%%

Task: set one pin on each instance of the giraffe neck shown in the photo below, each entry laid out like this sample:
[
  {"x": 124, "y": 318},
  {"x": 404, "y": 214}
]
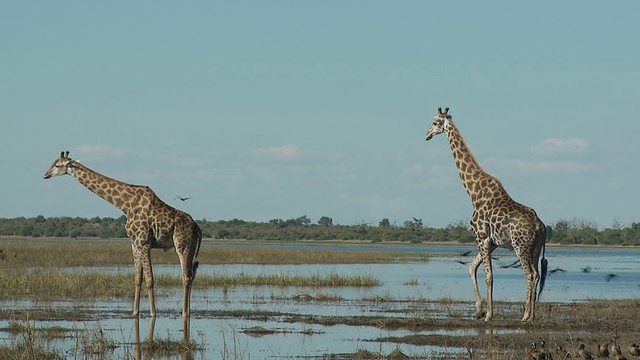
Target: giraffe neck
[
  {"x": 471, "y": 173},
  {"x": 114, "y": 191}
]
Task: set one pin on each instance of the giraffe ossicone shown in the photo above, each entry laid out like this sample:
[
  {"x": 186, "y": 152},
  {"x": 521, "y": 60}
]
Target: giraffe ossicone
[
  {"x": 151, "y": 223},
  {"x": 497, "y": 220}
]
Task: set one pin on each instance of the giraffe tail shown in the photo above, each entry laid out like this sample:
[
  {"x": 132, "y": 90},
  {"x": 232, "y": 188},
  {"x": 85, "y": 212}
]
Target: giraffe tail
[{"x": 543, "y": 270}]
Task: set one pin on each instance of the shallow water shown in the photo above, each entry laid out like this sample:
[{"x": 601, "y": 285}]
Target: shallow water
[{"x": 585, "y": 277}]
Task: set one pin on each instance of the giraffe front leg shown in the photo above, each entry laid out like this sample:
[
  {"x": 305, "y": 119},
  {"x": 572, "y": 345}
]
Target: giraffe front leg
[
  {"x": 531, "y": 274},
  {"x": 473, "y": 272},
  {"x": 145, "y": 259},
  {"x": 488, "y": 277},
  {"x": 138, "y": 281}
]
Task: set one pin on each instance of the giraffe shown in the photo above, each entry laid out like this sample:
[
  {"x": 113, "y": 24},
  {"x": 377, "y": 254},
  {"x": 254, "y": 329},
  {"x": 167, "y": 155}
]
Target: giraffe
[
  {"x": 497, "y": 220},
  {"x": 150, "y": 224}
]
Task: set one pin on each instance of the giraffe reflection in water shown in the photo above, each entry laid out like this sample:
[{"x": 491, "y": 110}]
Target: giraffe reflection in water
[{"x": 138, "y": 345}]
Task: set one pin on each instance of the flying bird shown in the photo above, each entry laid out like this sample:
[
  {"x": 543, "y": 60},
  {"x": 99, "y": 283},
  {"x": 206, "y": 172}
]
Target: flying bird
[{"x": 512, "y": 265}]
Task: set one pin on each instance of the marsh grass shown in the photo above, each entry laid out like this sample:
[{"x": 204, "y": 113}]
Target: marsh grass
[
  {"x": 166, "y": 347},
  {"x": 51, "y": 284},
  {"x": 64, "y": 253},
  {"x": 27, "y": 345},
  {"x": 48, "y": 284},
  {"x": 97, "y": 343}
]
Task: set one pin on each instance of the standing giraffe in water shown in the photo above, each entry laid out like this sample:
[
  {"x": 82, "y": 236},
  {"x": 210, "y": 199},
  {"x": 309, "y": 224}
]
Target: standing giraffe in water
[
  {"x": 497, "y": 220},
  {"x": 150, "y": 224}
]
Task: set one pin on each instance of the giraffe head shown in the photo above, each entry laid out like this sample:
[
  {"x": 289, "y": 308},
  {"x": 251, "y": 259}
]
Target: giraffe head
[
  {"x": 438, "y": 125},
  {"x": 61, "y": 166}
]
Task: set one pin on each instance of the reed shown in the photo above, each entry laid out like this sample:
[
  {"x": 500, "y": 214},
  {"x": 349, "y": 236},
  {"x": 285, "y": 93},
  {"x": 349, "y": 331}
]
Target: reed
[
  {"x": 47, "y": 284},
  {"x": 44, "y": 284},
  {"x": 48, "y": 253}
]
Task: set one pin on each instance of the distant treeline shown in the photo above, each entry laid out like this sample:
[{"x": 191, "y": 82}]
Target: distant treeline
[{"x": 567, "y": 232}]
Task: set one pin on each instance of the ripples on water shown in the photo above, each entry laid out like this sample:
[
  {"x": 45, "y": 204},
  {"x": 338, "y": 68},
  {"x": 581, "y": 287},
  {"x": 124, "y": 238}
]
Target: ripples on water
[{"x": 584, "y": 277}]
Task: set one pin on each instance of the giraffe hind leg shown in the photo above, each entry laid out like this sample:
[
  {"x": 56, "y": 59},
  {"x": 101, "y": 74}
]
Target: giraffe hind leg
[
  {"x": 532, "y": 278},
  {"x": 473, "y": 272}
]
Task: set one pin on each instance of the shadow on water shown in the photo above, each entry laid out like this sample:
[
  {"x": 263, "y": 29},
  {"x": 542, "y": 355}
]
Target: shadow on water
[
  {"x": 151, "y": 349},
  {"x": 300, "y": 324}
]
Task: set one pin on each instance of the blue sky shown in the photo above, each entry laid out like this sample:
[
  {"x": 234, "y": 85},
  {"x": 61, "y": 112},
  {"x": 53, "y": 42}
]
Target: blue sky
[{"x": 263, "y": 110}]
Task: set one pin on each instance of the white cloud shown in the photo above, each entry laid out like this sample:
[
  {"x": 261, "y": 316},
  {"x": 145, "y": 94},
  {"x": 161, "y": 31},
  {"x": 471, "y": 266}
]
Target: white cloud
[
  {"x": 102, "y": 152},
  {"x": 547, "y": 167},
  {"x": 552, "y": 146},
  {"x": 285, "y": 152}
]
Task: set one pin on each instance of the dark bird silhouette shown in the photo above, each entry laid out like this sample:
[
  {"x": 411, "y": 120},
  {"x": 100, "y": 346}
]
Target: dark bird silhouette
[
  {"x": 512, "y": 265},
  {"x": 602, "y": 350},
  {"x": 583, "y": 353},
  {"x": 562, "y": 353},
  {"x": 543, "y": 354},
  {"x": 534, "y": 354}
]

%%
%%

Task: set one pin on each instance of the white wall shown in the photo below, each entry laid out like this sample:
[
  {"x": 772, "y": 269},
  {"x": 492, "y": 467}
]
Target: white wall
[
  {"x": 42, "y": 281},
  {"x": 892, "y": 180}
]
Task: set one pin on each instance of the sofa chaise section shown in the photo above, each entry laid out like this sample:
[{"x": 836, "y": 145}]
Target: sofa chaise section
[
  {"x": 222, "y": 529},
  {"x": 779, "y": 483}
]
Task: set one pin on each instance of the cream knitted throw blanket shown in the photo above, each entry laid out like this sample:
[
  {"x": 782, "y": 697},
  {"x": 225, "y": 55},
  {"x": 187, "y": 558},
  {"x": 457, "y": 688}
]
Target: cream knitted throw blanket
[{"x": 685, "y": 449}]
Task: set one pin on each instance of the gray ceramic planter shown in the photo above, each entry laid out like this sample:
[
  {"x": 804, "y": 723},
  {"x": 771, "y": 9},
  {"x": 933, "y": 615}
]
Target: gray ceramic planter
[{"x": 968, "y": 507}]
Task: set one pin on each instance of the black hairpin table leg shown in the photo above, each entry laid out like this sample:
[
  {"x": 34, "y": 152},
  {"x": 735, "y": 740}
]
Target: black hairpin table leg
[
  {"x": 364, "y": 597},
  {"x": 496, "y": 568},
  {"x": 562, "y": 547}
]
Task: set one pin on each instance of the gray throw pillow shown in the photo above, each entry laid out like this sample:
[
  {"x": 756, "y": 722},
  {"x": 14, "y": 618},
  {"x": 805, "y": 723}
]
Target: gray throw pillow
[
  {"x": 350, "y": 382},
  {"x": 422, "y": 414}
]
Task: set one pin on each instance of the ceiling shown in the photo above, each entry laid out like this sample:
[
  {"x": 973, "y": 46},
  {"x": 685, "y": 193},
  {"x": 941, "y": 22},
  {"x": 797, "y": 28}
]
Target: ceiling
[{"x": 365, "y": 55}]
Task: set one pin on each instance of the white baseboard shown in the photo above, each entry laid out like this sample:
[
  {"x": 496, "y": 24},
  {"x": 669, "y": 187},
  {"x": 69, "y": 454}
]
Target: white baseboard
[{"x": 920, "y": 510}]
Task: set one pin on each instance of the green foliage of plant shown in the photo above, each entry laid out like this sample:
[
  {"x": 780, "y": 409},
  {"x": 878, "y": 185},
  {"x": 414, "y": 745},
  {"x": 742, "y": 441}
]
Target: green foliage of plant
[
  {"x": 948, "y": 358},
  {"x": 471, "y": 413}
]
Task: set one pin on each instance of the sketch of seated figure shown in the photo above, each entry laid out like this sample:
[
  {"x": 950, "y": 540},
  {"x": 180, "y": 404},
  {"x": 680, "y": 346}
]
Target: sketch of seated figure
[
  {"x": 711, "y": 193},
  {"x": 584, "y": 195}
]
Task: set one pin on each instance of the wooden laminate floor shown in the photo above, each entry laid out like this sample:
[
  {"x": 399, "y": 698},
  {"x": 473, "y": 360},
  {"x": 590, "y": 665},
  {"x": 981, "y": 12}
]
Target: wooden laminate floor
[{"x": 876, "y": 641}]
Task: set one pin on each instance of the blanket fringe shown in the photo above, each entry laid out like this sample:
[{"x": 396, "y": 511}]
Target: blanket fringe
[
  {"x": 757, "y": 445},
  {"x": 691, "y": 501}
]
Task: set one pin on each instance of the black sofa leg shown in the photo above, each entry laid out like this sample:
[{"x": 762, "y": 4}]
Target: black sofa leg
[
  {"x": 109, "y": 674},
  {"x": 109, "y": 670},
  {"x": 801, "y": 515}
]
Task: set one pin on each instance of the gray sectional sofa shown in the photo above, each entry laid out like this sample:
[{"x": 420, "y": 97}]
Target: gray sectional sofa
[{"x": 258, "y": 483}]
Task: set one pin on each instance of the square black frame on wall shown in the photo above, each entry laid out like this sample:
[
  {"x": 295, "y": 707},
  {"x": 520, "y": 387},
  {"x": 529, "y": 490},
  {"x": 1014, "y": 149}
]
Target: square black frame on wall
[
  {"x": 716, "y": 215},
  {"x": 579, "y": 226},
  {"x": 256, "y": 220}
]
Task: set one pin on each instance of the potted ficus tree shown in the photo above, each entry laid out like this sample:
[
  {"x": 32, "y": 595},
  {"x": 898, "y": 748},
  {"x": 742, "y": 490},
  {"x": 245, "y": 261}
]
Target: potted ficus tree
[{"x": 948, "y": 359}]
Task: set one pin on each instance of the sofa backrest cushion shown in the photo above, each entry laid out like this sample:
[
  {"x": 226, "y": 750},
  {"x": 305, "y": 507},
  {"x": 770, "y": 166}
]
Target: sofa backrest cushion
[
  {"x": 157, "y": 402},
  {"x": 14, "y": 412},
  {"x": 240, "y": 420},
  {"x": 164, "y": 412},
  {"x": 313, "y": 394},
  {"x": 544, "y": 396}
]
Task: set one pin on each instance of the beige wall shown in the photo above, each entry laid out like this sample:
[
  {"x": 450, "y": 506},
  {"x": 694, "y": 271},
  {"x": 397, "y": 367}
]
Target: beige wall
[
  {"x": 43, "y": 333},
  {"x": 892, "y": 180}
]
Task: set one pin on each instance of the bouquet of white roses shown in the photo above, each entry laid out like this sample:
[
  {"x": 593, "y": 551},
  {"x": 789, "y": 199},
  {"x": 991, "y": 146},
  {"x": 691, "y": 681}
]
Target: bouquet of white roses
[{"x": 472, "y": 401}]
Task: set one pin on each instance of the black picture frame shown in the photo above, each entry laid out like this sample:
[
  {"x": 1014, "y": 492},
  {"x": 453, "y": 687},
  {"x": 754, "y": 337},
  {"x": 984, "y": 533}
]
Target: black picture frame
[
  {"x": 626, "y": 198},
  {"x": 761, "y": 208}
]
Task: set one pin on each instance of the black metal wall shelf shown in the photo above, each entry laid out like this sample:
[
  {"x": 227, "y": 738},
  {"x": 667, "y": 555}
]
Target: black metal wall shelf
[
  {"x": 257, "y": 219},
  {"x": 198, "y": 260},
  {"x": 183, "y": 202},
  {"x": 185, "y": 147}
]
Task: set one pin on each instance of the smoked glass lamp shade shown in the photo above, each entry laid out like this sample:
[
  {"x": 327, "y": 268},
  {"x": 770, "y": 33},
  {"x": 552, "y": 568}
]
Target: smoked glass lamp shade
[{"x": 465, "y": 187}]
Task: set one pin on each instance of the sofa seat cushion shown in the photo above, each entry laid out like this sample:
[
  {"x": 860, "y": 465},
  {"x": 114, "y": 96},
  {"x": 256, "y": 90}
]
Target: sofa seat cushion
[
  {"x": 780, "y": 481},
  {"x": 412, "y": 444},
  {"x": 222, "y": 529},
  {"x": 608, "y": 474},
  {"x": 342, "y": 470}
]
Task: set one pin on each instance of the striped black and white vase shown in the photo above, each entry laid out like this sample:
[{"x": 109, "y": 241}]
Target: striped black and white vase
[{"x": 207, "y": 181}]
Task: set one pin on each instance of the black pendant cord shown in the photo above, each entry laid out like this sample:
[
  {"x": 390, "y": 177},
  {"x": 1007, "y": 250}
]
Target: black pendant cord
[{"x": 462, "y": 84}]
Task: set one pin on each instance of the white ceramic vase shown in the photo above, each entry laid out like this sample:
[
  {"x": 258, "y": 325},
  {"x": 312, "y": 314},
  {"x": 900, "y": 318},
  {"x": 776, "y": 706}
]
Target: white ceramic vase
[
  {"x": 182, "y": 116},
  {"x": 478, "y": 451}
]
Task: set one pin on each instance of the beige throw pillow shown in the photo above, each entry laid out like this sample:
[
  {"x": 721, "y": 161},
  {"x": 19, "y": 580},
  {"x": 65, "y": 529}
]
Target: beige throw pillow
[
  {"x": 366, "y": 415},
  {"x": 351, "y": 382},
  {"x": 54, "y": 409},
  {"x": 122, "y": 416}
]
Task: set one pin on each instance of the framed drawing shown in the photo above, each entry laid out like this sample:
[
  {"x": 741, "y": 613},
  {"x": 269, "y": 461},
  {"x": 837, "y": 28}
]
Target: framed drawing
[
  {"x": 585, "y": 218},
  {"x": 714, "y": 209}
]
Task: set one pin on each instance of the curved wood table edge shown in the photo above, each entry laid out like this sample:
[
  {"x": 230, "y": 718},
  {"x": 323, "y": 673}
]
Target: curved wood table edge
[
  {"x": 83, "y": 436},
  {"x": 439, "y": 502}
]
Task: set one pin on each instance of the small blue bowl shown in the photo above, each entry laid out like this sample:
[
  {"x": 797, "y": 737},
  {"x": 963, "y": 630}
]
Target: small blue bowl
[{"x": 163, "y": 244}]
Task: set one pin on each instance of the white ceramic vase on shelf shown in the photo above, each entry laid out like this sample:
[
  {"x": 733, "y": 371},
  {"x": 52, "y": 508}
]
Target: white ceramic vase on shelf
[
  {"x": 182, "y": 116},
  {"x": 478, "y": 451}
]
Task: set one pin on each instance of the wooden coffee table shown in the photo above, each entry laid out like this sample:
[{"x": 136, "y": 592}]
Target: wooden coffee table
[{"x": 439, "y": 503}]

%%
%%

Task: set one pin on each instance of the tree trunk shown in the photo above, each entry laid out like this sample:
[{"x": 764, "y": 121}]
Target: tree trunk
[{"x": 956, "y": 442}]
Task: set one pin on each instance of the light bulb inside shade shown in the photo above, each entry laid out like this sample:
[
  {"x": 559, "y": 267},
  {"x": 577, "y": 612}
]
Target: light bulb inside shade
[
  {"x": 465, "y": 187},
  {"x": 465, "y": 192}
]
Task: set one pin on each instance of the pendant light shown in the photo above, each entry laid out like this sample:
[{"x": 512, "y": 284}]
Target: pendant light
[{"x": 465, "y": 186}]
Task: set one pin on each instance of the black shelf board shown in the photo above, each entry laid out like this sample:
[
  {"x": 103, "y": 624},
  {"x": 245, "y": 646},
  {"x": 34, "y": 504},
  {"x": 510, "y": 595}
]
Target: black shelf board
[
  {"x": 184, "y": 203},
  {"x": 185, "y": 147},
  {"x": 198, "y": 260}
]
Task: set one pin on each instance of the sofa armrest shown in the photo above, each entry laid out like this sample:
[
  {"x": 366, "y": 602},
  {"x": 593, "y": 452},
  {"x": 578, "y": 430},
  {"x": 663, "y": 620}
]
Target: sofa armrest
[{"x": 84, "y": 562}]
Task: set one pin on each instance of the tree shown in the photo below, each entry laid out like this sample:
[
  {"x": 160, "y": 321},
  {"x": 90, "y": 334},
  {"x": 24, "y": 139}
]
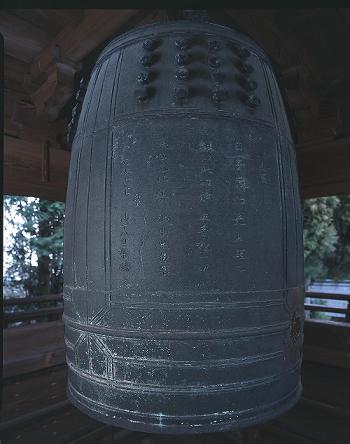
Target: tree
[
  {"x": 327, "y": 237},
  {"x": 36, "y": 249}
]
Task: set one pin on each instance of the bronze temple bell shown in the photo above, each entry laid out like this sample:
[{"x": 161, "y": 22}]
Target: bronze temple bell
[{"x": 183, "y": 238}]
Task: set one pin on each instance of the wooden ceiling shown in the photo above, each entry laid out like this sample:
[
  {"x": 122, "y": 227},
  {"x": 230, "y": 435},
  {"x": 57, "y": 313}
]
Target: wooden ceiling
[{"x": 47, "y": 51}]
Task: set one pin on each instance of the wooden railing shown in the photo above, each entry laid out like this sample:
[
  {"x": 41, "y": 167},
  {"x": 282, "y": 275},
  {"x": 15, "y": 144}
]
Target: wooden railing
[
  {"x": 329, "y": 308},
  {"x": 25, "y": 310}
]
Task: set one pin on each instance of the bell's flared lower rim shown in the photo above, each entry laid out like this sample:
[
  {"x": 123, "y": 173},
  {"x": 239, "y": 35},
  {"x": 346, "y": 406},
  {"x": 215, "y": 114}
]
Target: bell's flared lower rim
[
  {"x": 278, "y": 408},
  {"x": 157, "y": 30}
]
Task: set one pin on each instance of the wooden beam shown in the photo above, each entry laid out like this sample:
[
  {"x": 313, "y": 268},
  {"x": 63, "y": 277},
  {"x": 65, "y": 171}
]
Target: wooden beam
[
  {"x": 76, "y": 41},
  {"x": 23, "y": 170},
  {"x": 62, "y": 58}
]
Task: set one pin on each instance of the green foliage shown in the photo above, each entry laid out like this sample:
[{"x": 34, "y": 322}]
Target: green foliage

%%

Wherever a line in the listing contains the word "below", copy that line out.

Task: set one pin on each instance of the giraffe neck shown in the photo below, each entry laid out like this sample:
Task: set one pin on each instance of the white wall shown in the photo below, each entry laid out like this sample:
Task: set one pin on each instance of the tree shown in the photo below, each entry laid out like this sample:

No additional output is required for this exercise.